= Set task =
Revise the lines starting with the one that contains "the window trim" and going on through the end of the records, replacing "electrical outlet" with "wall outlet" and leaving everything else unchanged. Return only those lines.

==== Records for the exercise ====

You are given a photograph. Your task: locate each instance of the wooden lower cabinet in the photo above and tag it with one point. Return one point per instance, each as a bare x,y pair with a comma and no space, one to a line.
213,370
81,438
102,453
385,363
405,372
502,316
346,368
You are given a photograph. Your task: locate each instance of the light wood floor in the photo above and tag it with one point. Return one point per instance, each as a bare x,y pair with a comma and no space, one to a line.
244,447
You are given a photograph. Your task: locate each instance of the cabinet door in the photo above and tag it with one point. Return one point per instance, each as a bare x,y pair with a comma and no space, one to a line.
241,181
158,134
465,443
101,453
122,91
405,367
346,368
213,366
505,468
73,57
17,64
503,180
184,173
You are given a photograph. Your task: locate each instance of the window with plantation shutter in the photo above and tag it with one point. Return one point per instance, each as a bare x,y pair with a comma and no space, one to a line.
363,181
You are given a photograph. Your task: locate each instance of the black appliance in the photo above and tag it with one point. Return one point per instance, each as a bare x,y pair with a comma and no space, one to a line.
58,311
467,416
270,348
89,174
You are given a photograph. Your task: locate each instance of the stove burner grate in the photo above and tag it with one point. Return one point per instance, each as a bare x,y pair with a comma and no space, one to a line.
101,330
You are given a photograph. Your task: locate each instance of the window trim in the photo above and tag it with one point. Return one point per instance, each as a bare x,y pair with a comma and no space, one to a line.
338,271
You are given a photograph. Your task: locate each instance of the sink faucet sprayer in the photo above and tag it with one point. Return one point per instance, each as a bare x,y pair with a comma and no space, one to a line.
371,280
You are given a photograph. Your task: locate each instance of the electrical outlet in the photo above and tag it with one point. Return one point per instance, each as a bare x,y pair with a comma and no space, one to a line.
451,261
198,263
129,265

====

= Exercise solution =
You are given a photograph. Your task: locate each instance of the window trim in the photo above and tag it with one point. Return one point per instance, each as a bare x,y pair with a comma and no space, one to a line.
338,271
You are given a photograph. Your task: locate each instance of the sink faucet sprayer in the photo above and tag it with one point. Return one point per instance, each as a bare x,y pair with a comma and no space, one to a line.
371,280
You are given a photograph. Your task: locate each instance of the wall outlet in the photo above and tag it with one point. Return one point per instance, each as a bare x,y pair with a comma and no space, one to a line.
451,261
198,263
129,265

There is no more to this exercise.